*** EXCERPT TO READ ***
November 10th is marked as the World Science Day for Peace and Development with global efforts to recognize different aspects of science, technology, innovation and mathematics.
The day highlights the significant role of science in society and the need to engage the wider public in debates on emerging scientific issues. The theme for 2018 is “Science, a Human Right”, in celebration of the 70th anniversary of the Universal Declaration of Human Rights, and of the Recommendation on Science and Scientific Researchers.
Audrey Azoulay, Director-General of UNESCO, the body responsible for coordinating activities on such a day, astonishing progress made by science in recent decades has changed lives. “This right is enshrined in the Universal Declaration of Human Rights, which celebrates its 70th anniversary this year, but it is only when we use this right to join and support scientific endeavours that we can transition to stronger science and reinforce scientific culture in our societies.”
“Public policies should foster greater inclusion of groups of persons currently in the minority in the scientific community. Women in particular are under-represented in what are known as the STEM fields – science, technology, engineering and mathematics – and account for only 30% of researchers in the world today,” Azoulay said in the official message for the day.
He said the Recommendation on Science and Scientific Researchers published in 2017 by UNESCO reminded States and all those concerned of the conditions that need to be met so that science might be a factor of peace and sustainable development, which include ensuring excellent training for researchers, enabling the free flow of knowledge and fostering international cooperation.
The African Academy of Sciences (The AAS) and partners will celebrate by awarding seven inaugural early career African researchers with an AESA-RISE postdoctoral fellowship. AESA-RISE is the Alliance for Accelerating Excellence in Science in Africa – Regional Initiative in Science and Education. A three-year postdoctoral fellowship that supports the training of postdoctoral researchers in Africa. With an initial US$2 million funding from the Carnegie Corporation of New York (CCNY), the AESA-RISE fellowship seeks to deliver the next generation of Africa’s research leaders studying critical issues impacting sustainable development in Africa.
The AESA-RISE researchers were selected through a rigorous and competitive selection process after responding to a closed-call application process where 87 alumni of the Science Initiative Group (SIG)’s RISE programme were invited to apply for the fellowships. RISE has for a decade prepared PhD- and masters-level scientists and engineers in sub-Saharan Africa through competitively selected, university-based research and teaching networks. The seven
The trainees will receive funding to tackle antimicrobial resistance, discover drugs for cancer and skin diseases, contribute knowledge to conserve woodlands and develop low cost alloys used for military and civic applications, aircraft, bicycles and medical devices. They will benefit from three to six months research visits and mentorship at institutions outside their African host institution. These visits will include to institutions, such as the African Institute for Mathematical Sciences, the Univeristy of Liverpool, Cambridge-Africa Programme at the University of Cambridge, the Africa Oxford Initiative, the African Research Universities Alliance, the International Science Programme at Uppsala University in Sweden, and the University of Basel in Switzerland in the framework of the Swiss – African Research Cooperation (SARECO).
*** AVAILABLE DATA ***
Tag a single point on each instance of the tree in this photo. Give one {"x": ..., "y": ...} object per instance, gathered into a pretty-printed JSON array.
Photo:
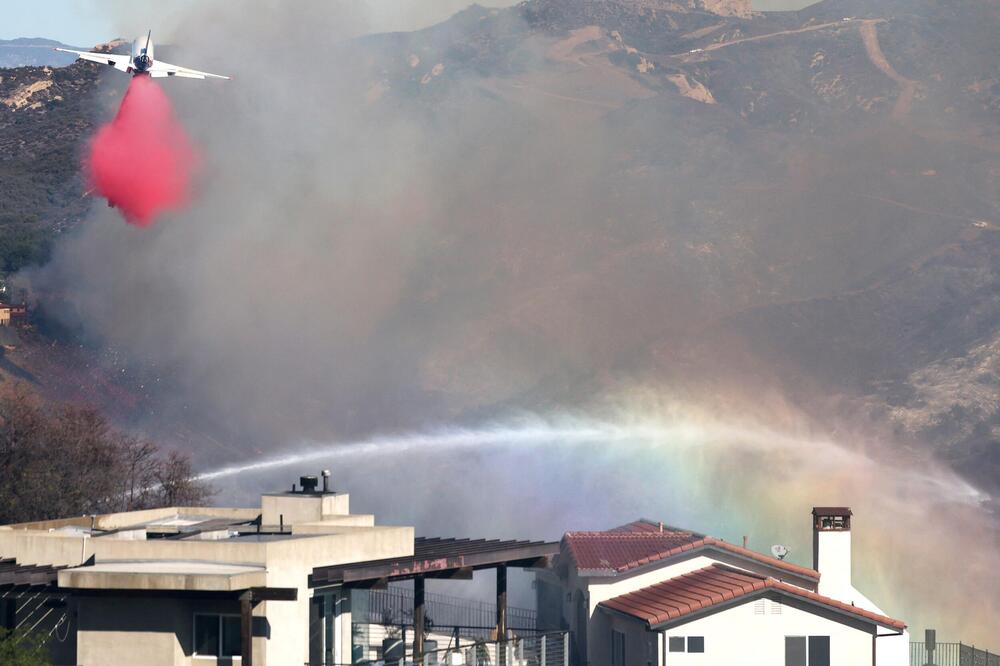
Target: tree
[
  {"x": 66, "y": 460},
  {"x": 18, "y": 648}
]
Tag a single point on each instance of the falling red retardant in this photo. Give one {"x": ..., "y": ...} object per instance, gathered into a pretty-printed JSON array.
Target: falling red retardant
[{"x": 141, "y": 161}]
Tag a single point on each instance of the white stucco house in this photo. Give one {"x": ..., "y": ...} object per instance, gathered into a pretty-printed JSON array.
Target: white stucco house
[{"x": 645, "y": 594}]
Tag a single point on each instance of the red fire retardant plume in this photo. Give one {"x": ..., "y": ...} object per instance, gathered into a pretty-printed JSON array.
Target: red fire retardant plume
[{"x": 141, "y": 161}]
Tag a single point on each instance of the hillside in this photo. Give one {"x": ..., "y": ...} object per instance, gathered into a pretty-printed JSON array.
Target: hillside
[
  {"x": 594, "y": 193},
  {"x": 34, "y": 52}
]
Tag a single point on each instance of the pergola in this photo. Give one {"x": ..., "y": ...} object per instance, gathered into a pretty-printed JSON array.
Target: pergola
[{"x": 442, "y": 558}]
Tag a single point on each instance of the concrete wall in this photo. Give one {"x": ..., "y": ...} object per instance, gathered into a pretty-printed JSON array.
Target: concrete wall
[
  {"x": 745, "y": 636},
  {"x": 289, "y": 564},
  {"x": 832, "y": 555},
  {"x": 302, "y": 508},
  {"x": 151, "y": 632}
]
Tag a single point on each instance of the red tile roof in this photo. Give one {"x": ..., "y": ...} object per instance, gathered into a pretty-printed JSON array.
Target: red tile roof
[
  {"x": 700, "y": 590},
  {"x": 642, "y": 542}
]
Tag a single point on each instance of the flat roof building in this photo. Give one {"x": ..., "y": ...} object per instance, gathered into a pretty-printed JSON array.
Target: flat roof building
[{"x": 194, "y": 585}]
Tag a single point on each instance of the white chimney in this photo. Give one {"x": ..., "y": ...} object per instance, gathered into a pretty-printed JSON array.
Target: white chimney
[{"x": 832, "y": 551}]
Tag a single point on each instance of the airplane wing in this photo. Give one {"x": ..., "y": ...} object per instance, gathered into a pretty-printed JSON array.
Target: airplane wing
[
  {"x": 161, "y": 69},
  {"x": 119, "y": 62}
]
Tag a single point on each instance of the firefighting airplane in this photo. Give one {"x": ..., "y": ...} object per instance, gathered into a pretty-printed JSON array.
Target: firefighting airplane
[{"x": 141, "y": 62}]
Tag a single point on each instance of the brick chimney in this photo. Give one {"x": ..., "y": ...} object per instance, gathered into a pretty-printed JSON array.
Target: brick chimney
[{"x": 832, "y": 549}]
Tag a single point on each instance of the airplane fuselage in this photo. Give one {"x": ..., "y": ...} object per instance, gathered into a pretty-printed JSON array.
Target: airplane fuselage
[{"x": 142, "y": 55}]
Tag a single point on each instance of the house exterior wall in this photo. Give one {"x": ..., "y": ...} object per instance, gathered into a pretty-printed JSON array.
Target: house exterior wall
[
  {"x": 592, "y": 590},
  {"x": 832, "y": 554},
  {"x": 289, "y": 564},
  {"x": 152, "y": 632},
  {"x": 740, "y": 635}
]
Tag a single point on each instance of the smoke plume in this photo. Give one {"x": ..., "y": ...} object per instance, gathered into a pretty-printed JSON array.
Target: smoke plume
[
  {"x": 395, "y": 232},
  {"x": 141, "y": 161}
]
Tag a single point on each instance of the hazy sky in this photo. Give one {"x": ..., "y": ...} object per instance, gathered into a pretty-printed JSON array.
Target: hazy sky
[{"x": 89, "y": 22}]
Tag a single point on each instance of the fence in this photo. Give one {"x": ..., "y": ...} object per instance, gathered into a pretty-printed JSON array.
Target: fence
[
  {"x": 550, "y": 649},
  {"x": 395, "y": 606},
  {"x": 951, "y": 654}
]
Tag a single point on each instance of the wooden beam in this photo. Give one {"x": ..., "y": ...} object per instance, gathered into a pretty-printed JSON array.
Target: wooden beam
[
  {"x": 246, "y": 628},
  {"x": 259, "y": 594}
]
***
_ACTIVITY A_: In the World Science Day article, list the conditions the Recommendation on Science and Scientific Researchers says need to be met for science to be a factor of peace and sustainable development.
_ACTIVITY B_: Reproduce the passage of the World Science Day article between "November 10th is" and "innovation and mathematics.", inclusive, word for word.

_ANSWER SECTION A_:
- Ensuring excellent training for researchers
- Enabling the free flow of knowledge
- Fostering international cooperation

_ANSWER SECTION B_:
November 10th is marked as the World Science Day for Peace and Development with global efforts to recognize different aspects of science, technology, innovation and mathematics.